**Excerpt to read:**
Start of Block

At the HRF1 (Human Research Facility 1) rack, Whitson deactivated the MedOps cardiac defibrillator and conducted its periodic checkout, which was to be recorded on video and later dumped to the ground (Last time done: 10/16). (This routine maintenance task is scheduled as soon as possible from Expedition start and every 60 days thereafter. For the checkout, the defib is connected to the 120V outlet, equipped with its battery (today #1020) and then allowed to charge, for about five seconds, to a preset energy level (e.g., 100 joules). After the button-triggered discharge, a console indicator signals success or failure of the test. The pacing signal is downlinked via S-band for 1 min. The HRF was powered down afterwards.)

Peggy had another ~130 min set aside to prepack cargo items for transfer to STS-122/Atlantis for return to Earth.

The crewmembers completed their regular 2.5-hr. physical workout program (about half of which is used for setup & post-exercise personal hygiene) on the CEVIS cycle ergometer (CDR, FE-2), TVIS treadmill (FE-1), RED resistive exerciser (CDR, FE-2) and VELO bike with bungee cord load trainer (FE-1).

Afterwards, the CDR copied the exercise data file to the MEC (Medical Equipment Computer) laptop for downlink, including the daily wristband HRM (Heart Rate Monitor) data of the workouts on RED, followed by their erasure on the HRM storage medium (done six times a week).

Later, the crew conducted a joint review of uplinked STS-122/1E spacewalk procedures and will link up with EVA personnel at MCC-Houston at ~4:00pm via Ku- & S-band to discuss details.

At ~11:25am EST, the crew participated in a live PAO TV interview with the Chicago Sun Times (Andrew Herrmann). In the second part of the comm window, the crew downlinked a deferred release message of greetings to the Jules Verne Adventure Film Festival. (The Festival, to be held for the 15th year, this time in Los Angeles instead of Paris, honors the 'Father of Science Fiction' whose name is carried by the first European ATV (Automated Transfer Vehicle).)

At ~11:45am, the crew downlinked best wishes and congratulations to Lt. Gen. Vladimir Aleksandrovich Shatalov on the occasion of his 80th birthday next Saturday (12/8). (Shatalov, twice Hero of the Soviet Union, is a veteran Pilot-Cosmonaut who flew on Soyuz 4, Soyuz 8, and Soyuz 10, making the first Russian space docking. Later, he served as Commander of GCTC (Gagarin Cosmonaut Training Center) from 1971-1987.)

End of Block

**Stored data:**
Start of Block

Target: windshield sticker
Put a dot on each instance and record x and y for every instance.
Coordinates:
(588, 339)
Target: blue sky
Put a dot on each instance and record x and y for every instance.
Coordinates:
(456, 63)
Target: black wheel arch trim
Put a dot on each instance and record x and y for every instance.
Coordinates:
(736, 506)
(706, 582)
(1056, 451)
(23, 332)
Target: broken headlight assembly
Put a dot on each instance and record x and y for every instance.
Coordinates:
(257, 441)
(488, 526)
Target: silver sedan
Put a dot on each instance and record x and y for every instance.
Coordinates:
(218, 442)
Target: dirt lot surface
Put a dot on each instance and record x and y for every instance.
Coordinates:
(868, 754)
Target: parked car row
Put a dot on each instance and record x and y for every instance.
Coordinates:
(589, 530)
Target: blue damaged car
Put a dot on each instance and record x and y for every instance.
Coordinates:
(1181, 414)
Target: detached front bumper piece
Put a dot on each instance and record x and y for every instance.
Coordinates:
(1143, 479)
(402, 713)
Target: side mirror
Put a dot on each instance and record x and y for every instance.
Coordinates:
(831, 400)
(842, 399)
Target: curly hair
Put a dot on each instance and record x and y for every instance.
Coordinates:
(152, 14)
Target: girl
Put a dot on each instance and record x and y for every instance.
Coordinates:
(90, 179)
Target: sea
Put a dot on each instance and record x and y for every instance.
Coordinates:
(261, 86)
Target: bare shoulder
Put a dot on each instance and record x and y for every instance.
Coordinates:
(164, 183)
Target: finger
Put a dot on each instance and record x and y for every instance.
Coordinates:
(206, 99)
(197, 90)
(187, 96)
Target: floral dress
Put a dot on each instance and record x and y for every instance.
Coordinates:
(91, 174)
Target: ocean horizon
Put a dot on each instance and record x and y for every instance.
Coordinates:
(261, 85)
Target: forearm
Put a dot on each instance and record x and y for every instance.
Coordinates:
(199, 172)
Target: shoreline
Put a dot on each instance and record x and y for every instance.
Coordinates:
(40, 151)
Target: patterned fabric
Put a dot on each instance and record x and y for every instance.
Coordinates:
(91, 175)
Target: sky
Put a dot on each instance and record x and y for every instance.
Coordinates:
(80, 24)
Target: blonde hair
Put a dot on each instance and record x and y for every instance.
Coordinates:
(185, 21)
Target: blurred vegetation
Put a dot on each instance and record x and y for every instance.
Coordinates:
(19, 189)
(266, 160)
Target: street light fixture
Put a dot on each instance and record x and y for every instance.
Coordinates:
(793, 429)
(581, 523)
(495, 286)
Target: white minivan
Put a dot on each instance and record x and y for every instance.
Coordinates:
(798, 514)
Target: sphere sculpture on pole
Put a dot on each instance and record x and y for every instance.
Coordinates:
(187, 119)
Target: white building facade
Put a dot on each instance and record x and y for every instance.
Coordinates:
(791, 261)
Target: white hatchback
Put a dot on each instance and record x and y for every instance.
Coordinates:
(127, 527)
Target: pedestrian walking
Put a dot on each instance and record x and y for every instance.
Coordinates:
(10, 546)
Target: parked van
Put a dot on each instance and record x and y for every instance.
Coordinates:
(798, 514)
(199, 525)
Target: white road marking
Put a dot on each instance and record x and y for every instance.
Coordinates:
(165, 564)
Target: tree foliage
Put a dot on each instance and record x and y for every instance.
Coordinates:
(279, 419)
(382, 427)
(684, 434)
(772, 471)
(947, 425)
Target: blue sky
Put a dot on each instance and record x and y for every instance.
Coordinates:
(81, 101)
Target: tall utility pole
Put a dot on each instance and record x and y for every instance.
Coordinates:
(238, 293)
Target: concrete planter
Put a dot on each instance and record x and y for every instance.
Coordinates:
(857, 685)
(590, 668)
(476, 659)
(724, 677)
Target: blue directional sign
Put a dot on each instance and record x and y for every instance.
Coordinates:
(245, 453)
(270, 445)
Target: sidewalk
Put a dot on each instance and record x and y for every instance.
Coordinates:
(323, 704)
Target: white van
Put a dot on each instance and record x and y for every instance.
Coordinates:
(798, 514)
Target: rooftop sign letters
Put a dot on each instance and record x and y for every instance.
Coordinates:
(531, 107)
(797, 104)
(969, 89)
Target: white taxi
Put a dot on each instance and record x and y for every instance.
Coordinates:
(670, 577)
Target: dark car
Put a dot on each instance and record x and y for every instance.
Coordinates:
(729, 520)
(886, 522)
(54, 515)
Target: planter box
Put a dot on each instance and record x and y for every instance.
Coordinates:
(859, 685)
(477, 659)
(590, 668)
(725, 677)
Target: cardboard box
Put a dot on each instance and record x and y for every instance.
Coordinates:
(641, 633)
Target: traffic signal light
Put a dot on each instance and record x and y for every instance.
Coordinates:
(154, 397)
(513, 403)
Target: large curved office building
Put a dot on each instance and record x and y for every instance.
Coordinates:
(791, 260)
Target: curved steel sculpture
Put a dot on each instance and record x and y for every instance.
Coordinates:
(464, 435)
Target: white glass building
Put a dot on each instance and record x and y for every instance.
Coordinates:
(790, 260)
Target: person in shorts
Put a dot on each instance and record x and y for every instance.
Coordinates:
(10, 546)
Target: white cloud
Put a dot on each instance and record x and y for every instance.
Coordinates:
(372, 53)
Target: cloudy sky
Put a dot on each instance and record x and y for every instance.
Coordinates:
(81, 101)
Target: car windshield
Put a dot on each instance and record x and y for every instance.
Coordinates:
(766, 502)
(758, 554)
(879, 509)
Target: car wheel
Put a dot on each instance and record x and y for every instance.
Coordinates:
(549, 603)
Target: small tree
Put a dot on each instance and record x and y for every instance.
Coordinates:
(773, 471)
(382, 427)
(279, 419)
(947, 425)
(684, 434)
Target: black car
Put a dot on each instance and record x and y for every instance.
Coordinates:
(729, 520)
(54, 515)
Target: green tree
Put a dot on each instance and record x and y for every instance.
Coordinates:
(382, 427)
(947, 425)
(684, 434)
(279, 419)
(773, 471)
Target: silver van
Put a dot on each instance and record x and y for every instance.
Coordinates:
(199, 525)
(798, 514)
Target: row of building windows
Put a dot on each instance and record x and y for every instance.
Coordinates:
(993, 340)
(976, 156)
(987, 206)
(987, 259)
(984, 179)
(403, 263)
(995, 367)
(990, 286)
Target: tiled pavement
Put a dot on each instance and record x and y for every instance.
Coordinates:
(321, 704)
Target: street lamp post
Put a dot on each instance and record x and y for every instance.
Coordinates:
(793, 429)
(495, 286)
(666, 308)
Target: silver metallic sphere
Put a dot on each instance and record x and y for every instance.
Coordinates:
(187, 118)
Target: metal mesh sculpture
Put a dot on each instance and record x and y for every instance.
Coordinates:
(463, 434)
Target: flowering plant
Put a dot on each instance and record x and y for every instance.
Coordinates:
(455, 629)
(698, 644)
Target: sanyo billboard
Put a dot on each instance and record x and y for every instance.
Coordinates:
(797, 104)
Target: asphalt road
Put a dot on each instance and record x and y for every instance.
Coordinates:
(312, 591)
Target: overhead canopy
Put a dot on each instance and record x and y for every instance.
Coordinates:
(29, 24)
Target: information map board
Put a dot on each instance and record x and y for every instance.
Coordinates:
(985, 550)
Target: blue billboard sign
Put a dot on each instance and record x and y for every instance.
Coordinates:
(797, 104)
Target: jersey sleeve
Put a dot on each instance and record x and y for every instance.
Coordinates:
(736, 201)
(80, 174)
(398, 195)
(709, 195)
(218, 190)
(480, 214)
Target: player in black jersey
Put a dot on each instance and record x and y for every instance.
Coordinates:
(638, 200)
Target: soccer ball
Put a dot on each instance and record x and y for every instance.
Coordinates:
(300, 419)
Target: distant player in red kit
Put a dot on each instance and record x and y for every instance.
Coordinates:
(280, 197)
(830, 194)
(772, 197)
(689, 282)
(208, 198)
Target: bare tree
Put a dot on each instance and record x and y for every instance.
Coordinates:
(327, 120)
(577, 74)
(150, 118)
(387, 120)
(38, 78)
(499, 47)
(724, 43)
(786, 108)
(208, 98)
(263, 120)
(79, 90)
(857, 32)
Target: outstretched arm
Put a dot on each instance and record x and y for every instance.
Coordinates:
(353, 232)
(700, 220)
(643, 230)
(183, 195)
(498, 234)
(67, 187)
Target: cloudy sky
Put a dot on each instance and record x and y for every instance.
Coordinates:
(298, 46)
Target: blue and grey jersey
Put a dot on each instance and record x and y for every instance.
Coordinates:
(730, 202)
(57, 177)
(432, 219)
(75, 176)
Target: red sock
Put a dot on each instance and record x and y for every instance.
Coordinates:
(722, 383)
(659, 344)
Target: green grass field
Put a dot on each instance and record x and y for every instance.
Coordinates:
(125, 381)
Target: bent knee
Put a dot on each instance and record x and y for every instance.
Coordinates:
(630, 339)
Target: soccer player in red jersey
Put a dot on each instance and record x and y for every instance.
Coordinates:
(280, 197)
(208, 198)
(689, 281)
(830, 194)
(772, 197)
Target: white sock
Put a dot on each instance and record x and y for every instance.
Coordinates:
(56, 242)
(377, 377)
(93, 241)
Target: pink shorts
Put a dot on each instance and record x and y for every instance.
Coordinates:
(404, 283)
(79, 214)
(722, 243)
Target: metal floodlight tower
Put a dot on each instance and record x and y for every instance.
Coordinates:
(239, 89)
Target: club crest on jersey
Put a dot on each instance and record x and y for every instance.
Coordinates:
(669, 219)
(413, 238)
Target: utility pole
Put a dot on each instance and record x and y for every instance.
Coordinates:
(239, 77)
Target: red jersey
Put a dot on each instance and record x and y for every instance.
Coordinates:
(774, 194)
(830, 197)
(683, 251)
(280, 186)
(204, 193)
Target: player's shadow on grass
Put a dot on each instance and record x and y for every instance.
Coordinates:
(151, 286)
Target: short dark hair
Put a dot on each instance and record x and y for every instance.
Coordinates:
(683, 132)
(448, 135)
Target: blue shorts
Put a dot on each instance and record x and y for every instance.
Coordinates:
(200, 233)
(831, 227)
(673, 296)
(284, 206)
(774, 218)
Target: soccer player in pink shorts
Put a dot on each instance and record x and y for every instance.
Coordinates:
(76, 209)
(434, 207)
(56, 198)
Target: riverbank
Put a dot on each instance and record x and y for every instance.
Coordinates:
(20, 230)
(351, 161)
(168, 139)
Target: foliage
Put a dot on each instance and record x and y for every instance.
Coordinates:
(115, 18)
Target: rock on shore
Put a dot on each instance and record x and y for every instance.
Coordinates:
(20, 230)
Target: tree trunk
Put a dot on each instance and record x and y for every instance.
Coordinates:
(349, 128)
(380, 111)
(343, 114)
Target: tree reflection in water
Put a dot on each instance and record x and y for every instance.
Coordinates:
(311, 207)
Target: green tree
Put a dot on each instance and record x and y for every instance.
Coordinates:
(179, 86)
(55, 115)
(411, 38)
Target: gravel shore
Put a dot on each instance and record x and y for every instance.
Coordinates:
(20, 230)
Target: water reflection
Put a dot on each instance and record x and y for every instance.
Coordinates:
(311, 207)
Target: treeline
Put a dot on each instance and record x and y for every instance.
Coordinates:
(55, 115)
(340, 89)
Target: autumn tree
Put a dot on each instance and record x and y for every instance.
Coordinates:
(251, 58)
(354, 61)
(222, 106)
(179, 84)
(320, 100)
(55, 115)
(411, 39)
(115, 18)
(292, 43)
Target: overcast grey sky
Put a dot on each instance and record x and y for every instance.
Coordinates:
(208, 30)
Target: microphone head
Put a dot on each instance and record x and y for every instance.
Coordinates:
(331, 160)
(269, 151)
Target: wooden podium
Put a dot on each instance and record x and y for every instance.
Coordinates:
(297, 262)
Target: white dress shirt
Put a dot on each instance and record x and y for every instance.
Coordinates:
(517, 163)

End of Block

Write the next passage of the station crew activity report, picking up after the paragraph on the birthday greetings to Shatalov.

Node-2 CAA: Twelve of the 20 required liters of condensate have been collected in the Node-2 CCAA (Common Cabin Air Assembly) air conditioner. Node-2 is currently running cold. Moscow has turned off the Russian SKV air conditioner to help in the condensate collection.

Progress 26P Purge: Tomorrow (12/5), TsUP/Moscow will perform a purge of the 26P fuel systems. Enough reserve fuel will be left in 26P for it to support roll control as planned for 1E.

Latest STS-122 Launch Advisory: The launch countdown is going well and there are no significant issues being worked. The launch window opens on Thursday, 12/6, at 4:26pm EST and closes at 4:36pm. The in-plane (optimal) launch time is 4:31pm and provides for a Flight Day 3 rendezvous and docking with the ISS. On 12/6, there is a 0% chance of weather prohibiting tanking and a 10% chance of weather prohibiting launch due to low cloud ceilings. If there is a 24-hour launch delay, the probability of KSC weather prohibiting launch increase to 40% due to low cloud ceilings and a chance of rain showers.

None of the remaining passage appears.